Material shown:
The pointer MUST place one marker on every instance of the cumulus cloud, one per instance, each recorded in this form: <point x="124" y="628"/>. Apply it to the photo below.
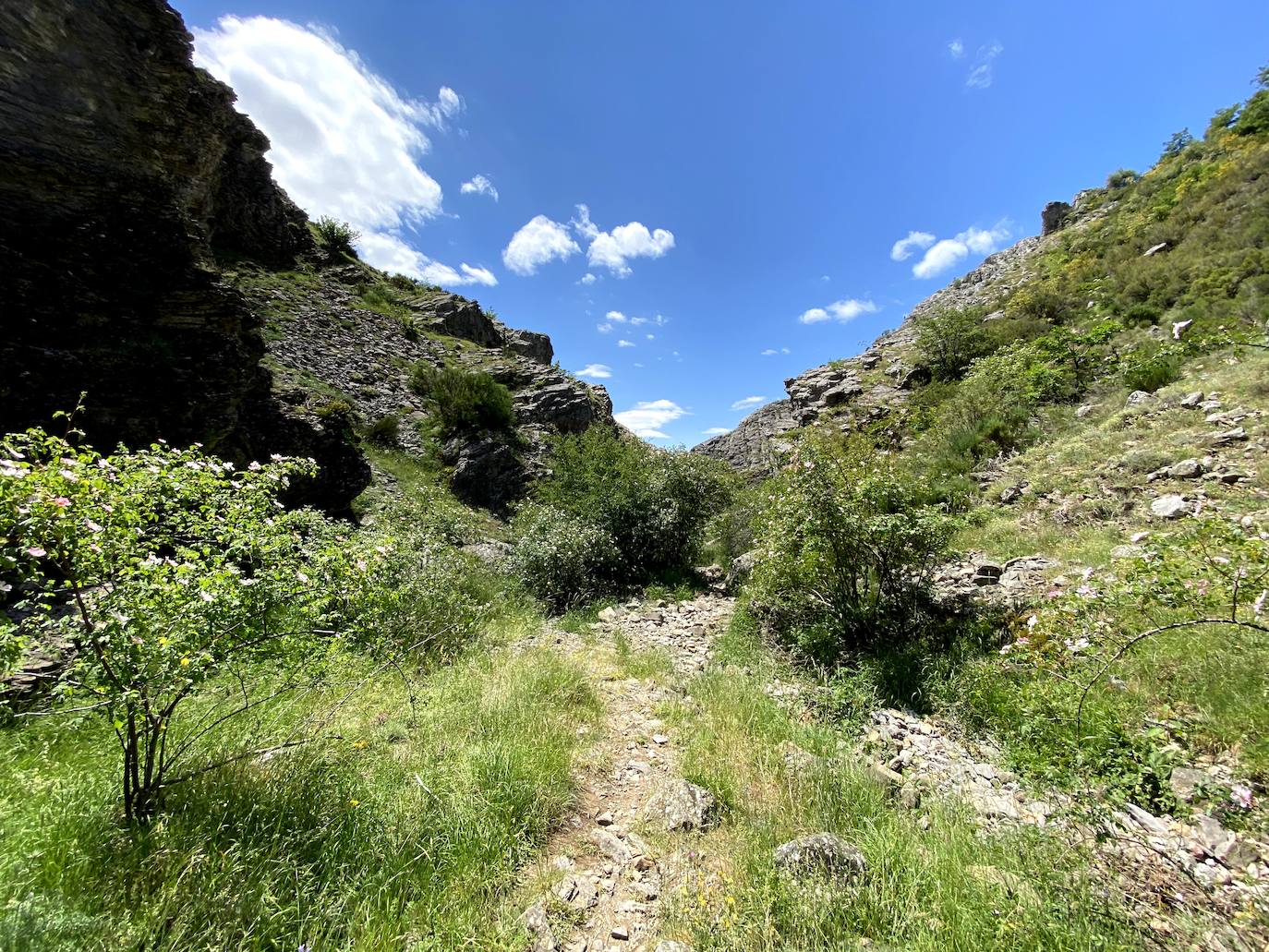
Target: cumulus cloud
<point x="984" y="66"/>
<point x="537" y="243"/>
<point x="613" y="249"/>
<point x="949" y="251"/>
<point x="478" y="186"/>
<point x="390" y="253"/>
<point x="343" y="141"/>
<point x="647" y="417"/>
<point x="902" y="249"/>
<point x="840" y="311"/>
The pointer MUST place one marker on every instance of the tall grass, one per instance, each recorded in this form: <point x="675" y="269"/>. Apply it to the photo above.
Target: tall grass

What you have to do:
Render every line of the records above as a JSON list of strings, one string per line, skipping blank lines and leaving out the pictures.

Solution for this problem:
[
  "The pointer MUST place one marker on every instance of the cumulus cloud, one per instance, each recorded in this form: <point x=\"124\" y=\"628\"/>. Apply it to the photo below.",
  "Target: cumulus cloud",
  "<point x=\"984\" y=\"66\"/>",
  "<point x=\"537\" y=\"243\"/>",
  "<point x=\"613\" y=\"249\"/>",
  "<point x=\"949\" y=\"251\"/>",
  "<point x=\"478\" y=\"186\"/>",
  "<point x=\"390\" y=\"253\"/>",
  "<point x=\"343\" y=\"141\"/>",
  "<point x=\"647\" y=\"417\"/>",
  "<point x=\"902\" y=\"249\"/>",
  "<point x=\"840\" y=\"311\"/>",
  "The pointer MUST place one marker on every instance of the tall grass, one per instance, each recorded in this form: <point x=\"675\" y=\"269\"/>. Apply it to the photo above.",
  "Target: tall grass"
]